Work to be completed
Locate the line containing "Note: mark the red" in the material below; repeat it and every line after it, exactly as written.

Data supplied
╔══

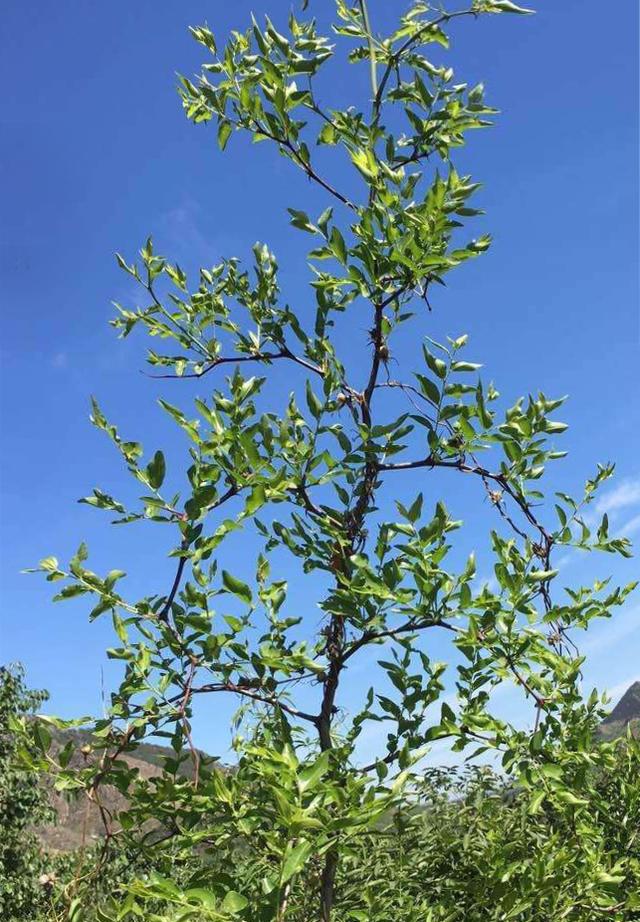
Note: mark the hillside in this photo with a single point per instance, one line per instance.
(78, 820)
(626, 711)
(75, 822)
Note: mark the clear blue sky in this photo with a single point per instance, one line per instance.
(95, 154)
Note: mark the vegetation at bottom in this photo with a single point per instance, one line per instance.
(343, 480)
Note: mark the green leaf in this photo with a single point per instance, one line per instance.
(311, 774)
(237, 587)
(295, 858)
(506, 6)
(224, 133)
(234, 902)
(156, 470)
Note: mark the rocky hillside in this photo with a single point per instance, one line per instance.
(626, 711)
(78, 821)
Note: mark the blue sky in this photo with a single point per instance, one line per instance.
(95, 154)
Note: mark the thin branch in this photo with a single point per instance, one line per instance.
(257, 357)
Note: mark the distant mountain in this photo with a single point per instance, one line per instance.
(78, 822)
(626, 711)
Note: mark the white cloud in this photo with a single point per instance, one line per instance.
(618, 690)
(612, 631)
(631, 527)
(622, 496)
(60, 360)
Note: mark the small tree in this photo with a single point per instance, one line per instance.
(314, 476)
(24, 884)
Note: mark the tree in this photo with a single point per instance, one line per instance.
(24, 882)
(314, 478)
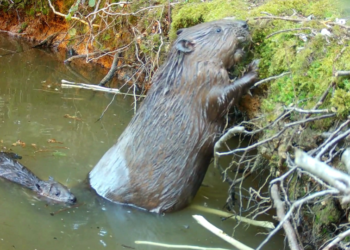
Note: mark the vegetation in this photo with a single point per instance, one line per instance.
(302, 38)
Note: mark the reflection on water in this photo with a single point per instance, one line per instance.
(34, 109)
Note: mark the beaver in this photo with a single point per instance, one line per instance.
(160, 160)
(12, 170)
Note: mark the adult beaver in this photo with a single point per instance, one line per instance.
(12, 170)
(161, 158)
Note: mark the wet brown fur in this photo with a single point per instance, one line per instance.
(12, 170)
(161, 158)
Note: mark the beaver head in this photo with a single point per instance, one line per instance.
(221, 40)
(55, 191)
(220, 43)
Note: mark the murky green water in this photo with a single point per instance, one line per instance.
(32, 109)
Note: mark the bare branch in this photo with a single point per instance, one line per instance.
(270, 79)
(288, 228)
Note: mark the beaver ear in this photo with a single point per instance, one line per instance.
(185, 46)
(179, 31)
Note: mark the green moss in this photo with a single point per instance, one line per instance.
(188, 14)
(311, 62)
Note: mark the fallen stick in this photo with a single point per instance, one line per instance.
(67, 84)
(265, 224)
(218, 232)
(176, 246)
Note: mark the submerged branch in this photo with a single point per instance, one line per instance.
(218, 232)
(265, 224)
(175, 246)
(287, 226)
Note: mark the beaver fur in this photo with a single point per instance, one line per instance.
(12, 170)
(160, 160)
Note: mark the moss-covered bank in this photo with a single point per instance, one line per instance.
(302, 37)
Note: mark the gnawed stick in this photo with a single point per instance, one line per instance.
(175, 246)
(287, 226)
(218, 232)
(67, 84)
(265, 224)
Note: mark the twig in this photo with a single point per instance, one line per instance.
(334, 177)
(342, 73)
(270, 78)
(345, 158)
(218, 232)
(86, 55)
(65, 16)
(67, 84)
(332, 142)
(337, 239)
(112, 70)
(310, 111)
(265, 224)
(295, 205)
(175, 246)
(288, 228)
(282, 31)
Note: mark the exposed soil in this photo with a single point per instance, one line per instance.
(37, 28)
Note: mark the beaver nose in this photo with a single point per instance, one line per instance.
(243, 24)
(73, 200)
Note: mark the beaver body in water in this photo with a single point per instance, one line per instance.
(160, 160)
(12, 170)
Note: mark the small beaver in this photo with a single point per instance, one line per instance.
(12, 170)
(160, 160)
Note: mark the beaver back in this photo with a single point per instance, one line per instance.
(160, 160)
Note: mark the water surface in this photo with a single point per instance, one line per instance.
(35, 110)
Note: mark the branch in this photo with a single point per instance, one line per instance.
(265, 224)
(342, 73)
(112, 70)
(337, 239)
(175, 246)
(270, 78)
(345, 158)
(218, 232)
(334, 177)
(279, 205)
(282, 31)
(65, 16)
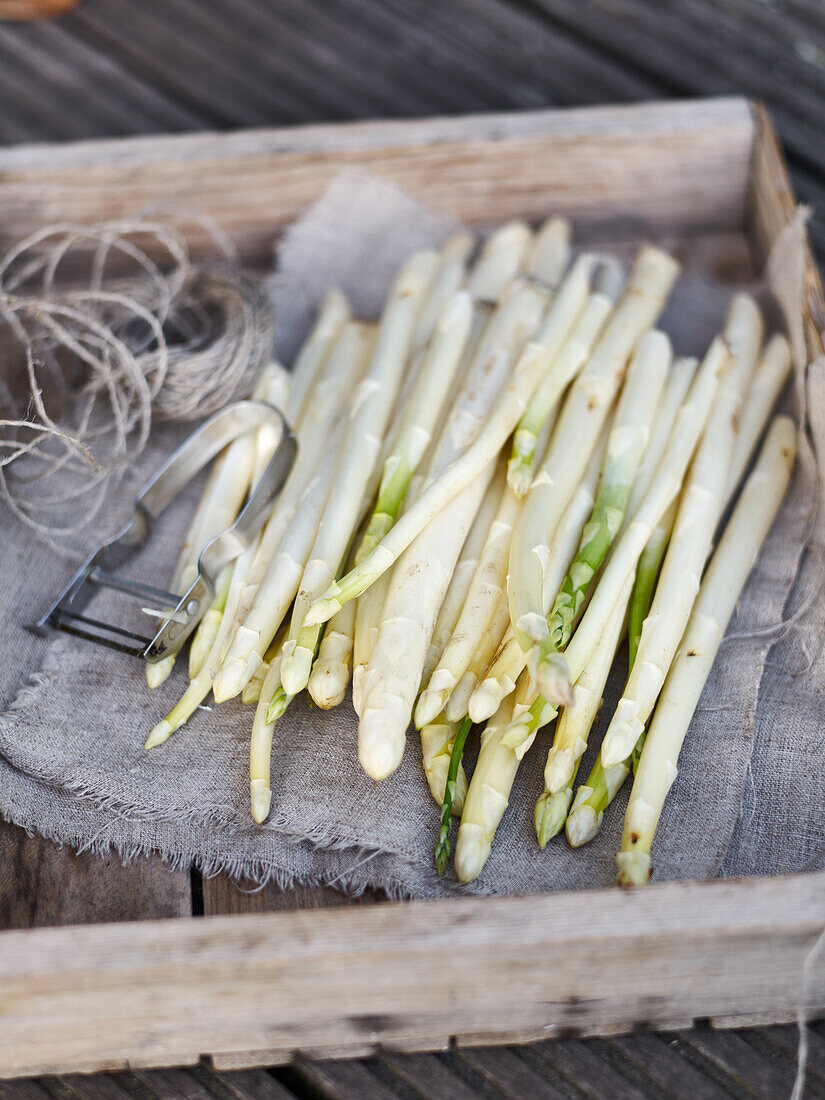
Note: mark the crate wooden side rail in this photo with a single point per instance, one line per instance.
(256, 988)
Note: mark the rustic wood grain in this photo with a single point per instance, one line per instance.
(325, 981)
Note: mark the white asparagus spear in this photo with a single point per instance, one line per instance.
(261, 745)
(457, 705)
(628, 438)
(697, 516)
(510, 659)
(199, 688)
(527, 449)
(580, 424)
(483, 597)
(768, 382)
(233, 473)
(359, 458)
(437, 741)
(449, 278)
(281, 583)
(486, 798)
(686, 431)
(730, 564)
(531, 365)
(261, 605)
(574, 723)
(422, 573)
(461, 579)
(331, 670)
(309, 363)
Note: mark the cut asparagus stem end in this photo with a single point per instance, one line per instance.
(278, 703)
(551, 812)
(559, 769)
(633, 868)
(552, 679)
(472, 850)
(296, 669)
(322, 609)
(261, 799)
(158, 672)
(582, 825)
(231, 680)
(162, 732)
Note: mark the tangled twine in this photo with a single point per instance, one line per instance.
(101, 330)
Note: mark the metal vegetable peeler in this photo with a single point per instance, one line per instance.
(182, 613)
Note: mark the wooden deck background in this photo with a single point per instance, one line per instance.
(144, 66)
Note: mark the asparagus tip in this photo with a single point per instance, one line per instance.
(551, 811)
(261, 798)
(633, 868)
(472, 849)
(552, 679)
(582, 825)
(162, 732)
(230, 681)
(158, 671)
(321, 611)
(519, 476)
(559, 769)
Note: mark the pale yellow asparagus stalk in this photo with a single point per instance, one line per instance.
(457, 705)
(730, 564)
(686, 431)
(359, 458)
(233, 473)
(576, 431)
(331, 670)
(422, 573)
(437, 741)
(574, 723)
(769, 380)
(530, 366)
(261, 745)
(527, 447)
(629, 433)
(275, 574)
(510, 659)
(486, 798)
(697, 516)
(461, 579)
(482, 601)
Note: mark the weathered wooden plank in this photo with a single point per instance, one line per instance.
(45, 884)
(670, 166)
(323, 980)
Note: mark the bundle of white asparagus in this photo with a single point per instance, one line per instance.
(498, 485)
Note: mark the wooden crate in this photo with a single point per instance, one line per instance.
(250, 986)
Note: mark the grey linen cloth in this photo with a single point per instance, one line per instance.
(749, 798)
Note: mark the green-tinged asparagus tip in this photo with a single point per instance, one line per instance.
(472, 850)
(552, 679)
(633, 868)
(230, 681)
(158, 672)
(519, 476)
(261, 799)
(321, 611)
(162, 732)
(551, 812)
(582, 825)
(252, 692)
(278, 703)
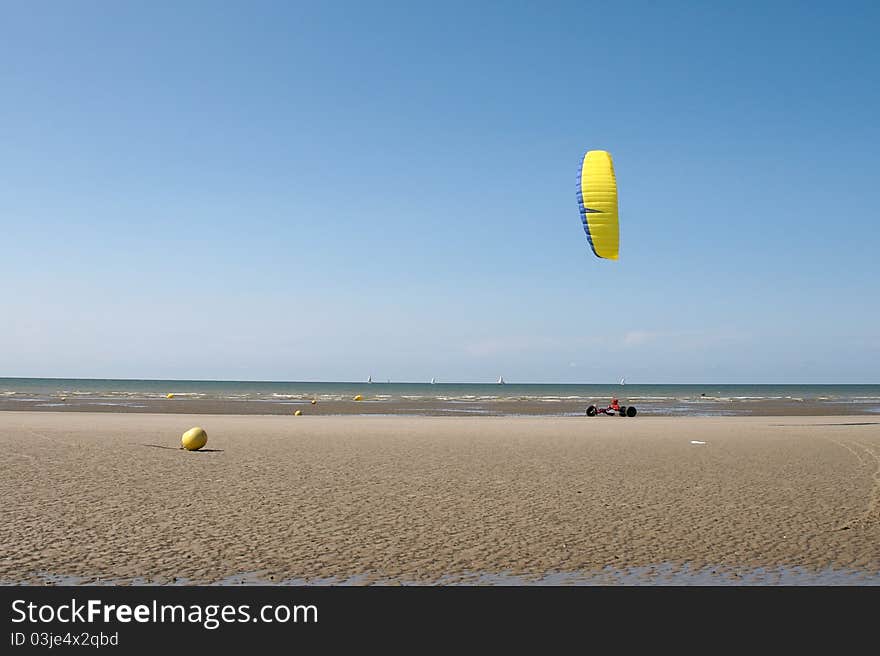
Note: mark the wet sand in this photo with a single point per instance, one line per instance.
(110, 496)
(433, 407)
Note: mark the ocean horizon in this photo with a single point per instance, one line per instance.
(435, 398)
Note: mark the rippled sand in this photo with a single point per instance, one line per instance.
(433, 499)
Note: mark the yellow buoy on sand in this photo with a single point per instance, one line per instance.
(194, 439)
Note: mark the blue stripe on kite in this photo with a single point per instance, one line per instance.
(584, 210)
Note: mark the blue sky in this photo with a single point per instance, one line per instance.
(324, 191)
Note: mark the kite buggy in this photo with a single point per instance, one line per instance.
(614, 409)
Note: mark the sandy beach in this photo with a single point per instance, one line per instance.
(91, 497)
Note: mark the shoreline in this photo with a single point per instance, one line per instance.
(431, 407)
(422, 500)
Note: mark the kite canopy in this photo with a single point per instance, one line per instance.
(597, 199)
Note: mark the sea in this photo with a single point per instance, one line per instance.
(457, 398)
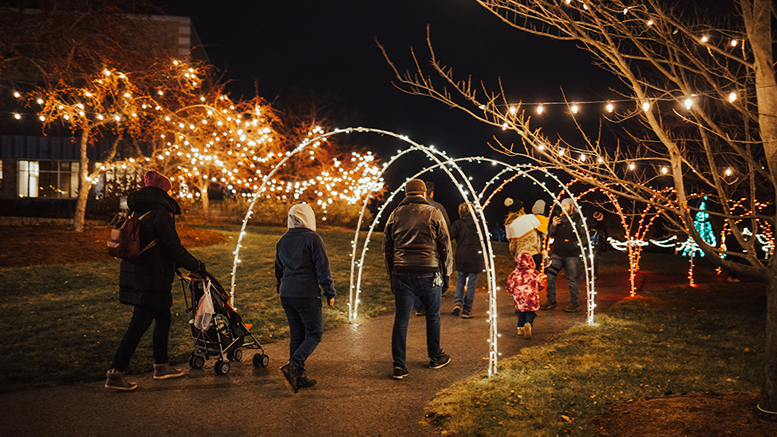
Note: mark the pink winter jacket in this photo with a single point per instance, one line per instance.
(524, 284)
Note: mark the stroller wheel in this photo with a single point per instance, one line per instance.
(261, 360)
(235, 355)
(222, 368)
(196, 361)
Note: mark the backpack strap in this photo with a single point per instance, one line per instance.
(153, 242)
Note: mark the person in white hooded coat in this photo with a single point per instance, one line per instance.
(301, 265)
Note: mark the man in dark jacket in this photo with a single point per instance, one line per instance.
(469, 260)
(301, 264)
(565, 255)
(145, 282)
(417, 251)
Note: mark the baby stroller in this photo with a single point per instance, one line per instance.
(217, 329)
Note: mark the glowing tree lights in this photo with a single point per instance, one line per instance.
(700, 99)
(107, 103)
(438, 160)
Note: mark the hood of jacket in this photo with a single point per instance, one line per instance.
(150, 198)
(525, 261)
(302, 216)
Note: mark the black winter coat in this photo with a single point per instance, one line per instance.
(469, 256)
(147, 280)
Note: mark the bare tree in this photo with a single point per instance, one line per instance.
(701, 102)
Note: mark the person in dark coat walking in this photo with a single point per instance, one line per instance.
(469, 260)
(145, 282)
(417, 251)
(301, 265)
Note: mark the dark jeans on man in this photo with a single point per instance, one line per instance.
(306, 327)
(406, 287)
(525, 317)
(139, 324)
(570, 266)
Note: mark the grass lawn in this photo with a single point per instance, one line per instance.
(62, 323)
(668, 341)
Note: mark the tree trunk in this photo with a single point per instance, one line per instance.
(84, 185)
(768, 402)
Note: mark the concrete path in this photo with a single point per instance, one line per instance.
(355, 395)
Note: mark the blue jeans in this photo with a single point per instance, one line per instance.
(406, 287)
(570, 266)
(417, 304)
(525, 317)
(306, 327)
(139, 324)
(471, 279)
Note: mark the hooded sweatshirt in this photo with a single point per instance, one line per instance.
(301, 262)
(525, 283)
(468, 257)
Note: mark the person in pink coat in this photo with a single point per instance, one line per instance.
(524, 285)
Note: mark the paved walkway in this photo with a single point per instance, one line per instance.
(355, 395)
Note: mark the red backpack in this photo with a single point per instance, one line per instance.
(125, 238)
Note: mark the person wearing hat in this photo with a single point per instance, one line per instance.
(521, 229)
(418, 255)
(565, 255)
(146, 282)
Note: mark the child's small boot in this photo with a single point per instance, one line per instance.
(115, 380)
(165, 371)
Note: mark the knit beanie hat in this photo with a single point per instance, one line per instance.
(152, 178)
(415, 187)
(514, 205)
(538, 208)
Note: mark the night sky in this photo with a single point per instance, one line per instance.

╚══

Response below
Note: mark the red backpack in this photo with a single point per instance, one line per instance.
(125, 238)
Note: mark the person wearing hat in this photo with a single point per instance, one line per instance.
(521, 229)
(418, 255)
(565, 255)
(146, 282)
Note: mark the child's small boot in this photo with a single point per instance, one line per instance.
(115, 380)
(165, 371)
Note: mark the knit beanie hat in this photo with a single point per instance, one line per instance.
(152, 178)
(415, 187)
(514, 205)
(538, 208)
Note: mark the night sky in this photo with a single point per instance, one line per instance.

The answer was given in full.